++++ TEXT SECTION
Every click of a computer mouse adds to the growing mountains of data now being mined for answers to important societal, business or biomedical questions.
“The goal is to take these large data sets and try to find signal in the noise,” says Associate Professor Daniela Witten, a faculty member since 2010. “Unfortunately, it’s often easier to collect the data than it is to draw insights from it.”
Bigger, in other words, doesn’t necessarily mean better. “The era of Big Data is really challenging, because as the data get bigger, the signals are there, but there’s even more noise,” Witten says.
Witten’s expertise is in machine learning. She seeks to develop statistical methods to make sense of all this information. One motivating example for her work, she says, lies within the context of genomics.
“Incredible scientific breakthroughs in the last decade make it possible to sequence an entire human genome for a relatively low cost,” Witten says. “This means that we should be able to identify the genetic underpinnings of a lot of human diseases and obtain a much better understanding of the science than was ever possible before.”
Witten tries to develop algorithms that distinguish the signal from the noise, and to answer scientific questions on the basis of that data.
The challenge, Witten says, is that you may see an answer that is not quite right – noise that happens to look like a signal. “Often it’s possible to get results that look great, but won’t replicate in future studies,” she says.
++++++++
++++ DATASET CONTENT
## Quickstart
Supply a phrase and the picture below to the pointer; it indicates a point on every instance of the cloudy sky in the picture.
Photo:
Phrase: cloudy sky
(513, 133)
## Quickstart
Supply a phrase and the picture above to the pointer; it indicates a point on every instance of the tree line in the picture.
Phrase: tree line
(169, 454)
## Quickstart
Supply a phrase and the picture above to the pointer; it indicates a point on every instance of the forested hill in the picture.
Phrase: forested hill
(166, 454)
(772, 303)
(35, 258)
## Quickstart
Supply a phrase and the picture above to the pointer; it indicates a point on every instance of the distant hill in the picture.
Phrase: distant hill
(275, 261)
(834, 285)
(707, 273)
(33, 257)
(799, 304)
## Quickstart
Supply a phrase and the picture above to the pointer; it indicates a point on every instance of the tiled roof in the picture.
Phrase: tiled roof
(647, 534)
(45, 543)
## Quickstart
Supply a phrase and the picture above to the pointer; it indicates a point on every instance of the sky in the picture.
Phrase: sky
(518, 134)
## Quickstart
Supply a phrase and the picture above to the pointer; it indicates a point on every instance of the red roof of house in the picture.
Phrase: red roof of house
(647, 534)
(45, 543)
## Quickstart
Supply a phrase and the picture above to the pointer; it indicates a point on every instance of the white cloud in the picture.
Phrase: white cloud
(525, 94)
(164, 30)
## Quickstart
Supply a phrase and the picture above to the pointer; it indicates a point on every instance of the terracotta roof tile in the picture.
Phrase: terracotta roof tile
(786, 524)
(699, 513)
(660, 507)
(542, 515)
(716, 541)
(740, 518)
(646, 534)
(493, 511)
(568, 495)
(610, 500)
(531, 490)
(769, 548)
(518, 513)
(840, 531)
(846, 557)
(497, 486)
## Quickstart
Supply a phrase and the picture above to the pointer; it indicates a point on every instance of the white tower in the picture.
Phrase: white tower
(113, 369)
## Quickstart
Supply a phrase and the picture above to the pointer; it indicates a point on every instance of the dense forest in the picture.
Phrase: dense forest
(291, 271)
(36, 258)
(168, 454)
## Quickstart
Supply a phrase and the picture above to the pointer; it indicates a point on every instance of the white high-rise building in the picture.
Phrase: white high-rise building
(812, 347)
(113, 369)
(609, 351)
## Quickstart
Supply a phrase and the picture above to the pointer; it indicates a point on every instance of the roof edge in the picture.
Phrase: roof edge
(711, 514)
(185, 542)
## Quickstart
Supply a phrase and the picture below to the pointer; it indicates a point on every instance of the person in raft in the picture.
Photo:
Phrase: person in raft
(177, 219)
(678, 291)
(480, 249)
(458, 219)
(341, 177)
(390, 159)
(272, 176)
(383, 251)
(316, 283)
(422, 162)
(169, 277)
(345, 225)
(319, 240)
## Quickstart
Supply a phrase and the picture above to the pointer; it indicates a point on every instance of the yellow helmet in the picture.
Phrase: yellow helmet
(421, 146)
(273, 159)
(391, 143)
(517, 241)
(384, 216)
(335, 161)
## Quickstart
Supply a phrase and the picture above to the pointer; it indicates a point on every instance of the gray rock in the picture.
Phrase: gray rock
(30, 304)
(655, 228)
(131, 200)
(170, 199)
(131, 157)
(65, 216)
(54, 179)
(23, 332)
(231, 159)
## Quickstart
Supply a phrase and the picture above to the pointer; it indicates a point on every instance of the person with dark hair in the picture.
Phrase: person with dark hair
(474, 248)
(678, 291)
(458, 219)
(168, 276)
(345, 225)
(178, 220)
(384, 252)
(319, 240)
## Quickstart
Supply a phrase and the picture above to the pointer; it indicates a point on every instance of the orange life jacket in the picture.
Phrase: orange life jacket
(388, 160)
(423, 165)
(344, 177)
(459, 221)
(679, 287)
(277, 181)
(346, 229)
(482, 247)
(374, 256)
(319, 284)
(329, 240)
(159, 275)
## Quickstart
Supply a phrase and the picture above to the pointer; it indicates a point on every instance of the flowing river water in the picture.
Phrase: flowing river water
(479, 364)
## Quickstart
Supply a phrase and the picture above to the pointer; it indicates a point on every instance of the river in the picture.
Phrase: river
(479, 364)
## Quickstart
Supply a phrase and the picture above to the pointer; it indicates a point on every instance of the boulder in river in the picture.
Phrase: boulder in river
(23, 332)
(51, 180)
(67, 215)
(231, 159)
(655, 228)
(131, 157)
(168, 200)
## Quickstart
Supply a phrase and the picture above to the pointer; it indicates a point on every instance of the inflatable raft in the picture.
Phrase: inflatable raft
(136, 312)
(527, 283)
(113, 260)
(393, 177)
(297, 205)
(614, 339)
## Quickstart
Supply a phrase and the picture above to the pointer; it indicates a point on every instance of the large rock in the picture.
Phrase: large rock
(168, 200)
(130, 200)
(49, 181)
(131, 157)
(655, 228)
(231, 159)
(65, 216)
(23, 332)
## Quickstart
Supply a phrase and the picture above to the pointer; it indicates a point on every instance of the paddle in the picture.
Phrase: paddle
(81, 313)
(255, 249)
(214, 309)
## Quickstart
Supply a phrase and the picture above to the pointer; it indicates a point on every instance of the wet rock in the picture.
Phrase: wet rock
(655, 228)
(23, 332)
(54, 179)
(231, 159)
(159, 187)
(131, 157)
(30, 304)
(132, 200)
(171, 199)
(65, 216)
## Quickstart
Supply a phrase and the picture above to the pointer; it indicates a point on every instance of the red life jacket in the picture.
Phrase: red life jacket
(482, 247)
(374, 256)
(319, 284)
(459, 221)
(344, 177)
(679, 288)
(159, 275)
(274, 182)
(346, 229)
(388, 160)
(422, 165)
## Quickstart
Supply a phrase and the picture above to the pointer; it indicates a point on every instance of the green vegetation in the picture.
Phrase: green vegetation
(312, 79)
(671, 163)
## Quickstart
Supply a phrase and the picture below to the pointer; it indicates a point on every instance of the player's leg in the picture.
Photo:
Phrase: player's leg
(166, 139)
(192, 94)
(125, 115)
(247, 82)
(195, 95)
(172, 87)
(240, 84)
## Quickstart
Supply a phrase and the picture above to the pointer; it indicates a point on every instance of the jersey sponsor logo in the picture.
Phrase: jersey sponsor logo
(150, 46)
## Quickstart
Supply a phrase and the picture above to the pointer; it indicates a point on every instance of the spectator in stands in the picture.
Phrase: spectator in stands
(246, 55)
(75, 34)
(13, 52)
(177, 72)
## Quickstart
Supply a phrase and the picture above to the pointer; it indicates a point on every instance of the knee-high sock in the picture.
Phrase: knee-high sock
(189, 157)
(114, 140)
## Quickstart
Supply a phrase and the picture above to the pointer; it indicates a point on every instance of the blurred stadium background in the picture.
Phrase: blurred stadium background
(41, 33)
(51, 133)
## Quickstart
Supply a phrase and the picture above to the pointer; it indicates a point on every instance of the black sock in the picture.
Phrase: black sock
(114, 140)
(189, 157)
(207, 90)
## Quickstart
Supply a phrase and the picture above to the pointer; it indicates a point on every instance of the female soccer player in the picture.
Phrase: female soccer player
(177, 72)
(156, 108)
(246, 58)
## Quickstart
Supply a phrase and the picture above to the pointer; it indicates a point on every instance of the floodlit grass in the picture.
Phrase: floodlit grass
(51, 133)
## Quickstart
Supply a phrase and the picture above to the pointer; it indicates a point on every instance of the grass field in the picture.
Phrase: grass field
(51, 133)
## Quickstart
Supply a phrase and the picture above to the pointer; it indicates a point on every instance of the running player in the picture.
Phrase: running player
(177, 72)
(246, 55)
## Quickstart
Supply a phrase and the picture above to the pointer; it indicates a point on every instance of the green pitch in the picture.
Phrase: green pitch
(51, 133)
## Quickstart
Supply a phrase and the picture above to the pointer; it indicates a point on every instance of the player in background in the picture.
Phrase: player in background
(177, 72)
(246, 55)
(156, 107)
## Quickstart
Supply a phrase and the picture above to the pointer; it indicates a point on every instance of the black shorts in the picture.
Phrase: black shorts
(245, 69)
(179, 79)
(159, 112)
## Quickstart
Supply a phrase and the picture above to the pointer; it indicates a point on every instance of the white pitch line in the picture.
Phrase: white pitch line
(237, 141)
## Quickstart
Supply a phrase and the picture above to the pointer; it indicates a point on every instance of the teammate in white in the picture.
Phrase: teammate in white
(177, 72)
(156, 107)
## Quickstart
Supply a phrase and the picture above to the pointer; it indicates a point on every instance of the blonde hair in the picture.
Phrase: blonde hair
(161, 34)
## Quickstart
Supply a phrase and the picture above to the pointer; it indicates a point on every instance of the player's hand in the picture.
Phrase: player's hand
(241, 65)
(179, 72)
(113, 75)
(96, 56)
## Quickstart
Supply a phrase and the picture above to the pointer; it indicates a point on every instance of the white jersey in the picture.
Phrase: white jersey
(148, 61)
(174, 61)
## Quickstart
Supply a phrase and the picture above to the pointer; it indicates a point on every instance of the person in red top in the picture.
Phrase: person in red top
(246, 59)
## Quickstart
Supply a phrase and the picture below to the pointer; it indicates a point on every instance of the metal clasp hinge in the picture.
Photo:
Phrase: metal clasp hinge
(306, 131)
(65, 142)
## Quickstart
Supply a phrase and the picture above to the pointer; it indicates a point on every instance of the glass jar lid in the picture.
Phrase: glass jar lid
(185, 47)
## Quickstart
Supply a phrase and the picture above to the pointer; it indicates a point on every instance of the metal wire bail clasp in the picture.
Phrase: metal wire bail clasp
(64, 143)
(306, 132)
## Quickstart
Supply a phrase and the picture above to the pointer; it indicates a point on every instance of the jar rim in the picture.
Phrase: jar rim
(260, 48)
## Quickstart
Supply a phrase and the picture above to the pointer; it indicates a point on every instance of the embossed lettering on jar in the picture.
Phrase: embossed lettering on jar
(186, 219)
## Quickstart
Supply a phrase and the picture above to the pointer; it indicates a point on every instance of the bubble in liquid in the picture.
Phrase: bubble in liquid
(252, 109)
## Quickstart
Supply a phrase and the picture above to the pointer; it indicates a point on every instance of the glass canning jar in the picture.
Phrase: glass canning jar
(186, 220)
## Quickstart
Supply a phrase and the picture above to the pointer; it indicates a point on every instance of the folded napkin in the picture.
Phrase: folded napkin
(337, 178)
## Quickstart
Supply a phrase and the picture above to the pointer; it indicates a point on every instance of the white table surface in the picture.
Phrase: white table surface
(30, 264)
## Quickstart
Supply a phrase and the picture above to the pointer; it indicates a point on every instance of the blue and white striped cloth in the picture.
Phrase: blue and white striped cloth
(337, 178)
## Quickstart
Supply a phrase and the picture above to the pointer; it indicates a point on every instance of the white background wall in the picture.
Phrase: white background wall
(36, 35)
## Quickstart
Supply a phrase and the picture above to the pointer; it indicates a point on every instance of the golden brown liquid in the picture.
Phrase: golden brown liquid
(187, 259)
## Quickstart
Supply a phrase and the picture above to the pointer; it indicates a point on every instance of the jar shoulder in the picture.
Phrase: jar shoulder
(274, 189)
++++++++
(PROBLEM SET)
**1)** In the profile of Daniela Witten, since what year has she been a faculty member?
**2)** Please carry on the profile of Daniela Witten from its last sentence.

(EXPECTED OUTPUTS)
**1)** Since 2010.

**2)**
That kind of science has huge costs, she adds: it can result in huge amounts of money wasted on a study. Furthermore, published results that are later shown to be incorrect could undermine faith in the field. “It’s really important that we get these things right and figure out best practices for how to deal with these very large data sets,” she says.
Witten adds, “As biostatisticians, we bring to the table an understanding of not only the key statistical issues, but also the underlying biological and medical contexts.”
Witten has helped put a friendly face on these complex issues. She’s been interviewed on TV and radio about her work, and has garnered numerous awards from the popular media. For three years in a row, she made Forbes’ “30 Under 30” list of top young scientists in America. (The streak ended when she turned 30.)
Elle Magazine gave her a “genius award.”
“It’s a great time to be a statistician,” Witten says. “Historically, statisticians haven’t gotten much attention. But this is beginning to change due to the importance of statistics in the analysis of big data, and the potential for new statistical methods to yield key insights across a number of fields.”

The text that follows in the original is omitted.